* _Exercise data_
——

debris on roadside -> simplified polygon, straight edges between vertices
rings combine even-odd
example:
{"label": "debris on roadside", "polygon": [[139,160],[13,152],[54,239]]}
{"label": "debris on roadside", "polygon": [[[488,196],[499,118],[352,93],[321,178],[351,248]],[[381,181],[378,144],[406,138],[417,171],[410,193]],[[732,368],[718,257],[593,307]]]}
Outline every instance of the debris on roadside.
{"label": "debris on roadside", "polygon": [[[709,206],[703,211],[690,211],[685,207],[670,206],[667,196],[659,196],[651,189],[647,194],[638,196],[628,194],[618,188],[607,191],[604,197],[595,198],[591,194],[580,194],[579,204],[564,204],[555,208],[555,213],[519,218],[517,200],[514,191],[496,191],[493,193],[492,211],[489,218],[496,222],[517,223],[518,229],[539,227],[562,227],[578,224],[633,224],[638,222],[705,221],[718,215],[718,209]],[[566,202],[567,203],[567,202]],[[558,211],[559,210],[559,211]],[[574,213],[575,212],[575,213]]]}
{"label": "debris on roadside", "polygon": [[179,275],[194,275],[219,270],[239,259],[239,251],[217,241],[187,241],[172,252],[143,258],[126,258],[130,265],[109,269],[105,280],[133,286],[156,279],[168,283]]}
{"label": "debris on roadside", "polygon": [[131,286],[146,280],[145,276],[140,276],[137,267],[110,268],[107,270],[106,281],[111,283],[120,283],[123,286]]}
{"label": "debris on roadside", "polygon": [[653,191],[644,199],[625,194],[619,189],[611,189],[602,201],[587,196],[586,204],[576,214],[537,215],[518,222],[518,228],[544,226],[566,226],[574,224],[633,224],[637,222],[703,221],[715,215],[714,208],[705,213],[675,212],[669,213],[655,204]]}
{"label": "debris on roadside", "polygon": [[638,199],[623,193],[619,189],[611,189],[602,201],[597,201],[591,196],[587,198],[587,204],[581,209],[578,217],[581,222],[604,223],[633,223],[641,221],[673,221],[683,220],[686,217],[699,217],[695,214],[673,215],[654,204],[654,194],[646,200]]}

——

* _Work request_
Print every record above. Keep each one exactly as it is.

* _Completed exercise_
debris on roadside -> simplified polygon, straight edges between vertices
rings combine even-odd
example:
{"label": "debris on roadside", "polygon": [[139,160],[13,152],[54,239]]}
{"label": "debris on roadside", "polygon": [[[488,196],[499,118],[352,93],[321,178],[351,248]],[[381,181],[378,144],[406,138],[417,171],[410,193]],[[732,368],[718,257],[593,307]]]}
Outline every instance of the debris on roadside.
{"label": "debris on roadside", "polygon": [[[709,206],[703,211],[690,211],[685,207],[670,206],[667,196],[659,196],[651,189],[647,194],[638,196],[628,194],[618,188],[607,191],[604,197],[595,198],[591,194],[580,194],[579,204],[564,204],[555,208],[555,213],[519,218],[517,200],[514,191],[496,191],[493,193],[492,211],[489,218],[496,222],[517,223],[518,229],[539,227],[562,227],[578,224],[633,224],[638,222],[705,221],[718,215],[718,209]],[[566,202],[567,203],[567,202]],[[558,211],[559,210],[559,211]],[[574,213],[575,212],[575,213]]]}
{"label": "debris on roadside", "polygon": [[179,275],[194,275],[219,270],[239,259],[239,251],[217,241],[187,241],[172,252],[143,258],[126,258],[130,265],[109,269],[105,280],[133,286],[156,279],[168,283]]}
{"label": "debris on roadside", "polygon": [[131,286],[146,280],[145,276],[140,276],[137,267],[110,268],[107,270],[106,281],[111,283],[120,283],[123,286]]}
{"label": "debris on roadside", "polygon": [[653,191],[644,199],[625,194],[619,189],[611,189],[602,201],[587,196],[586,204],[576,214],[537,215],[518,222],[518,228],[544,226],[566,226],[574,224],[633,224],[637,222],[703,221],[715,215],[714,208],[705,213],[675,212],[669,213],[655,204]]}
{"label": "debris on roadside", "polygon": [[638,199],[623,193],[619,189],[611,189],[602,201],[597,201],[591,196],[587,198],[587,204],[581,209],[578,217],[581,222],[604,223],[633,223],[641,221],[673,221],[683,220],[686,217],[699,217],[695,214],[673,215],[654,204],[654,194],[646,200]]}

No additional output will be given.